### Source document

Agent Skill · NVIDIA NIM

jetson-llm-benchmark

Benchmark Jetson LLM/VLM serving performance across vLLM, llama.cpp, and Ollama with structured JSON output.

Provider: NVIDIA NIM Path in repo: skills/jetson-llm-benchmark/SKILL.md

Skill body

Jetson LLM Benchmark

Reproducible Jetson benchmarks with structured JSON output so an agent can compare runs. Encodes the workflow from the Jetson AI Lab GenAI Benchmarking tutorial.

Purpose

Measure deployed LLM latency and throughput on a Jetson target using the correct runtime-specific benchmark wrapper. Use the JSON output to compare models, runtime flags, power modes, and before/after tuning changes.

Prerequisites

Available Scripts

Script Purpose Arguments
scripts/bench_vllm.sh Runs vllm bench serve against a running OpenAI-compatible vLLM server. --model, --endpoint, --concurrency, --input-len, --output-len, --num-prompts, --no-warmup, --container, --native.
scripts/bench_llama_cpp.sh Runs llama-bench for a local GGUF model through the Jetson-appropriate NVIDIA-AI-IOT llama.cpp container. --model, --n-prompt, --n-gen, --n-gpu-layers, --threads, --container.

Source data
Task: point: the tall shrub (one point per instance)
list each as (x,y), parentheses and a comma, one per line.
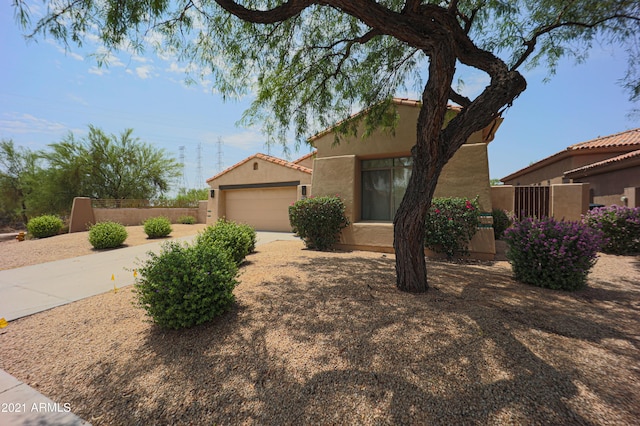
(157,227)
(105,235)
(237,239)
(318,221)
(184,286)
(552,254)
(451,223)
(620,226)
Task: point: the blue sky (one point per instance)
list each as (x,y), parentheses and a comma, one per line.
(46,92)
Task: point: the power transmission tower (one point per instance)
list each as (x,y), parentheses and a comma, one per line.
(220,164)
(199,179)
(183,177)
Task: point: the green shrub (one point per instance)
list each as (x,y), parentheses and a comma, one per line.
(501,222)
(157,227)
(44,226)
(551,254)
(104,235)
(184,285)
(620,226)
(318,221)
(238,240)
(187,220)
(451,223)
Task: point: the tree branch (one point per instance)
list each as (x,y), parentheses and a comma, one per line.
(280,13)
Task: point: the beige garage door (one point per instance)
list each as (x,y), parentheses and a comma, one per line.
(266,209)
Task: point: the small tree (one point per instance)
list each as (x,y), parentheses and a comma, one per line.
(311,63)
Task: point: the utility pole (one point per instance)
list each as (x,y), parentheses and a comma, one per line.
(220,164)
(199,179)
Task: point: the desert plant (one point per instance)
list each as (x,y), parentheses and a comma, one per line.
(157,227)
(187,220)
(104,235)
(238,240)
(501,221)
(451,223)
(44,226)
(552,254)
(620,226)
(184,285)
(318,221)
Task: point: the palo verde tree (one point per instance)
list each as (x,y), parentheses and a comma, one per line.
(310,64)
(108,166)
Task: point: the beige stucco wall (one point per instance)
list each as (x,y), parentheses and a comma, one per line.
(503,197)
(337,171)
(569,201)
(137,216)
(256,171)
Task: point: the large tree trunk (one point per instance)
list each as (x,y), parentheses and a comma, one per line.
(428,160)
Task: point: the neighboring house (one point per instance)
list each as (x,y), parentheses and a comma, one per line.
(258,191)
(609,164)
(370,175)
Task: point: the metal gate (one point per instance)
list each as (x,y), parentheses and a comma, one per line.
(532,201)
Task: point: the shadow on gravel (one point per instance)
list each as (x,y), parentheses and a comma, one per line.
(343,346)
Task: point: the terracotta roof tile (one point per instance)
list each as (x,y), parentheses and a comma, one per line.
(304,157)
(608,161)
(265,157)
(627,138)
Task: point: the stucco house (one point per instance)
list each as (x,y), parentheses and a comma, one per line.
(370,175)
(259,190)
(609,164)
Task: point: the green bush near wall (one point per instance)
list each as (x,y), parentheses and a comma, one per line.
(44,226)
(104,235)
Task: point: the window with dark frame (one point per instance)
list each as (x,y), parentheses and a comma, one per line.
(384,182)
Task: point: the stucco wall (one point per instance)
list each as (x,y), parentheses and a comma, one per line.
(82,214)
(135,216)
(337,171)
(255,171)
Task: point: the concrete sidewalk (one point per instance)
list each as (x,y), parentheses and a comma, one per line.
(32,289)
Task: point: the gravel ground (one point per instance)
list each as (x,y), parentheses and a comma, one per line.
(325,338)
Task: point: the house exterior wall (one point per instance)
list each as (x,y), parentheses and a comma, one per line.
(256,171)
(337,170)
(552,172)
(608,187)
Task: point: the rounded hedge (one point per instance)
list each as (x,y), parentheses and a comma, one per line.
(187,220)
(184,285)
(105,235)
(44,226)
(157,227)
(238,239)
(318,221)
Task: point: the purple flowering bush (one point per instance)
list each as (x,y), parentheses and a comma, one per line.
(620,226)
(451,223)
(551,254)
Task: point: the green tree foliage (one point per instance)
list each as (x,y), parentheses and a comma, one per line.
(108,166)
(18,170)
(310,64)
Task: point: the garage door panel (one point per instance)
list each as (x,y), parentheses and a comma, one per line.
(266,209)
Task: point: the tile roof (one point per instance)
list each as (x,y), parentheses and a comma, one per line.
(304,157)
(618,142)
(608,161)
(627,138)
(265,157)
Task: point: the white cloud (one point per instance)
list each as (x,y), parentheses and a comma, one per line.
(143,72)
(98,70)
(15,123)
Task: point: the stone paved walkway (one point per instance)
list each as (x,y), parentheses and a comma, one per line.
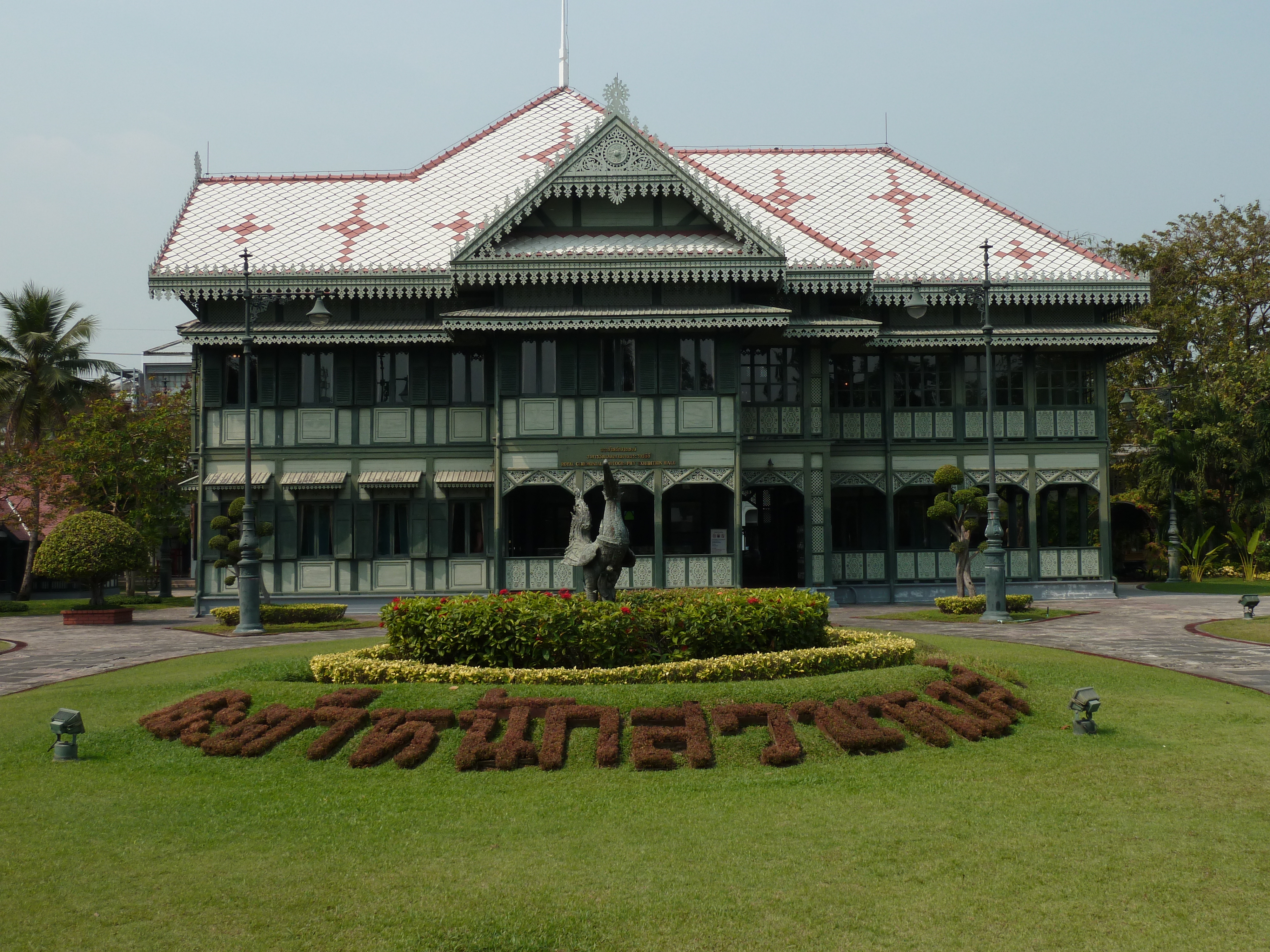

### Activity
Repeat the whole jetson-llm-benchmark skill page word for word, from start to end.

### Output for this task
Agent Skill · NVIDIA NIM

jetson-llm-benchmark

Benchmark Jetson LLM/VLM serving performance across vLLM, llama.cpp, and Ollama with structured JSON output.

Provider: NVIDIA NIM Path in repo: skills/jetson-llm-benchmark/SKILL.md

Skill body

Jetson LLM Benchmark

Reproducible Jetson benchmarks with structured JSON output so an agent can compare runs. Encodes the workflow from the Jetson AI Lab GenAI Benchmarking tutorial.

Purpose

Measure deployed LLM latency and throughput on a Jetson target using the correct runtime-specific benchmark wrapper. Use the JSON output to compare models, runtime flags, power modes, and before/after tuning changes.

Prerequisites

Available Scripts

Script Purpose Arguments
scripts/bench_vllm.sh Runs vllm bench serve against a running OpenAI-compatible vLLM server. --model, --endpoint, --concurrency, --input-len, --output-len, --num-prompts, --no-warmup, --container, --native.
scripts/bench_llama_cpp.sh Runs llama-bench for a local GGUF model through the Jetson-appropriate NVIDIA-AI-IOT llama.cpp container. --model, --n-prompt, --n-gen, --n-gpu-layers, --threads, --container.